Please return, copied in full, each line of the items below that contains the word "house".

--- BEGIN TASK MATERIAL ---

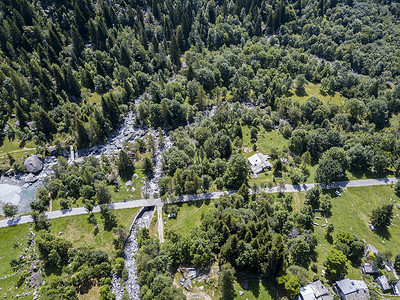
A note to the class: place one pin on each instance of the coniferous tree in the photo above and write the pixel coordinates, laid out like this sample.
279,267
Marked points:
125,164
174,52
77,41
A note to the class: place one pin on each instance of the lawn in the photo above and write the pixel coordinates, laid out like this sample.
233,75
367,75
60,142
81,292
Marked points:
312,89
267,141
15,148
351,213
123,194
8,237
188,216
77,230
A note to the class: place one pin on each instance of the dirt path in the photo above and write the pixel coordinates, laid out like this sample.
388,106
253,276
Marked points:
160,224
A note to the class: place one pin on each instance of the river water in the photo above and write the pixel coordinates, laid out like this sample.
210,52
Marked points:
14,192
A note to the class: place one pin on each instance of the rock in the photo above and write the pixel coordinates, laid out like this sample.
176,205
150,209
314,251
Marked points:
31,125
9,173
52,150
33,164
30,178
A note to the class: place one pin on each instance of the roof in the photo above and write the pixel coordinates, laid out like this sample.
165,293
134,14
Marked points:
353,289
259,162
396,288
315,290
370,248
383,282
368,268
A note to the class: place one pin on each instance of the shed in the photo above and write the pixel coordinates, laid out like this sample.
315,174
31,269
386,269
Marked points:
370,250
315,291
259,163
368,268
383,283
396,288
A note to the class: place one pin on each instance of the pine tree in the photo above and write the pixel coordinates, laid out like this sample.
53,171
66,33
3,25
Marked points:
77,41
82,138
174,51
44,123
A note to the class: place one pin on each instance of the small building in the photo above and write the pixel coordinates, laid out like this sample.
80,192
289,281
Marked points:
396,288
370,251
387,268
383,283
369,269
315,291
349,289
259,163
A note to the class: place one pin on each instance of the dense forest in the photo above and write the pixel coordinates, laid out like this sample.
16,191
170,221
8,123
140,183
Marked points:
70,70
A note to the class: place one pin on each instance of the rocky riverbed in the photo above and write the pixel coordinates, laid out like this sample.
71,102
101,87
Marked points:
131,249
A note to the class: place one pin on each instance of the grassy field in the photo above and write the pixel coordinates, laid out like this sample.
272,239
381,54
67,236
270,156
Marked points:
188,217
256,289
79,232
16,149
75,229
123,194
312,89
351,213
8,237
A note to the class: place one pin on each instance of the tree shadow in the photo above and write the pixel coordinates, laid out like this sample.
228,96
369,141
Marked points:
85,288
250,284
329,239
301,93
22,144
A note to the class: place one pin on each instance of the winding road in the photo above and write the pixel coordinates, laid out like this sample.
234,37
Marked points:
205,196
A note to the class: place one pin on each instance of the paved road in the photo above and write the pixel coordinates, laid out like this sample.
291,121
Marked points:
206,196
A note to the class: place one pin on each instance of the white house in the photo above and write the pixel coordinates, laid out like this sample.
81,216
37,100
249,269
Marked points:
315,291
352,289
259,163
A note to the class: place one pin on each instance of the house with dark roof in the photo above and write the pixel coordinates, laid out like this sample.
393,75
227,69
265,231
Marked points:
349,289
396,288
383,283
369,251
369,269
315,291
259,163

--- END TASK MATERIAL ---
--- BEGIN TASK MATERIAL ---

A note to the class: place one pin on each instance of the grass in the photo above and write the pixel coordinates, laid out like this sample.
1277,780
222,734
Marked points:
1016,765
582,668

--- END TASK MATERIAL ---

TASK RESPONSE
A note to the class: place one pin on each instance of the white house in the photo above and write the pixel coordinates, laid out like this sample.
A note to the class: place one pin on each instance of the house with dark roof in the photo above and write the pixel coordinates, laid out like this sample.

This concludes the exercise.